Task brief: Count the lines in the records below that contain the string "shoreline", treating uppercase and lowercase letters as different, and give only the number.

Supplied records:
****************************************
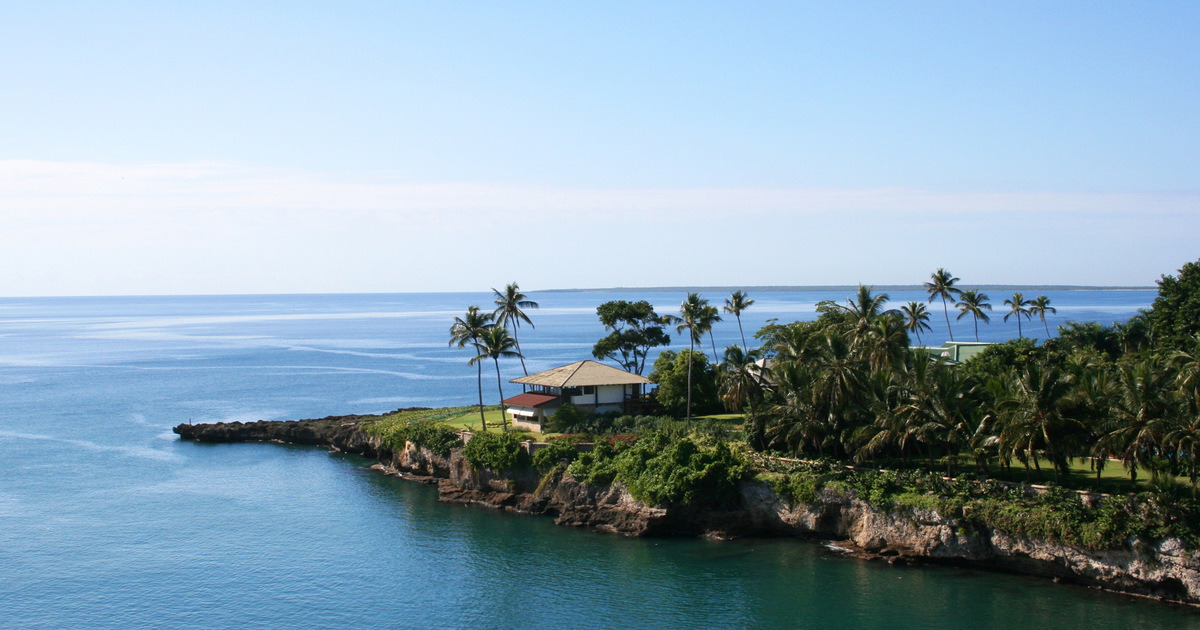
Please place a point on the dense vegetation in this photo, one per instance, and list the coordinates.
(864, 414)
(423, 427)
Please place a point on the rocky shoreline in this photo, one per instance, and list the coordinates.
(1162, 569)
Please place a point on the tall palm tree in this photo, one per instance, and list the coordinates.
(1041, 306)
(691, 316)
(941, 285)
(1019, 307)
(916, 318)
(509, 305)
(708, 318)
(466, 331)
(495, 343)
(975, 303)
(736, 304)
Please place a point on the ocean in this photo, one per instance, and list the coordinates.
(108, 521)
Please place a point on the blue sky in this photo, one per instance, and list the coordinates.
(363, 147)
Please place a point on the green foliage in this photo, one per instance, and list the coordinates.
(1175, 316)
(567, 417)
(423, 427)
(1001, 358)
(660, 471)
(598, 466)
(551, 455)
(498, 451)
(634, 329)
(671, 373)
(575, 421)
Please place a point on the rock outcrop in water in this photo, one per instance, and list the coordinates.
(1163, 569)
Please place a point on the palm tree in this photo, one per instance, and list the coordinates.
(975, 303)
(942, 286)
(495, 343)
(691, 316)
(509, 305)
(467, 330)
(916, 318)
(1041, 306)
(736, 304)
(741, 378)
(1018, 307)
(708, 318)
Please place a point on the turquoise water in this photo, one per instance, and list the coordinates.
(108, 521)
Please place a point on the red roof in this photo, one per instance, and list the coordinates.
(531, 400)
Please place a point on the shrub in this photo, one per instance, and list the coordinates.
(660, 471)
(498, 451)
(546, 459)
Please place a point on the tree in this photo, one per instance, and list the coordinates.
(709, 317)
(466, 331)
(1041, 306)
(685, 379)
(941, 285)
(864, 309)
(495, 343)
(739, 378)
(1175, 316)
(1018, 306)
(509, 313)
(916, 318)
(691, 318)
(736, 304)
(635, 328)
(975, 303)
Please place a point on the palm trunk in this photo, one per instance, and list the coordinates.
****************************************
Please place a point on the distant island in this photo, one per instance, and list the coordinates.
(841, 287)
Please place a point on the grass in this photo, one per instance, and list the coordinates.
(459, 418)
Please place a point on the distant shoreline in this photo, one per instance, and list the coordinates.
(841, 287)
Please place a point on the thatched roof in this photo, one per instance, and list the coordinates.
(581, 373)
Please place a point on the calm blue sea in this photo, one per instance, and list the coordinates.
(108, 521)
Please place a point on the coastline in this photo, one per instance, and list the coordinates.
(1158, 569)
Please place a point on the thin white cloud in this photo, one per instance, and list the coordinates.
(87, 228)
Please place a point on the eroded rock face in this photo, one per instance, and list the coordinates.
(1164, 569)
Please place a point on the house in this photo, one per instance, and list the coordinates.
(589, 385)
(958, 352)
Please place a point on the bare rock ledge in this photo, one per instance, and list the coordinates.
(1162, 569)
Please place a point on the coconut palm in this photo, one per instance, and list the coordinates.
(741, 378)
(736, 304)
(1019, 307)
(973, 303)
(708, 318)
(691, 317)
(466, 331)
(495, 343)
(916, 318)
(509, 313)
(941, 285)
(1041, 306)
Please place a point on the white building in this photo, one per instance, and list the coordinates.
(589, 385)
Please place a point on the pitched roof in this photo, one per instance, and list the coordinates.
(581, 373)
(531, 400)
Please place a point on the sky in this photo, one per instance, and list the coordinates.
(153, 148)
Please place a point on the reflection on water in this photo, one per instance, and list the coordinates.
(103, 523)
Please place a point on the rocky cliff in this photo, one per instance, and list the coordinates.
****************************************
Task output: 2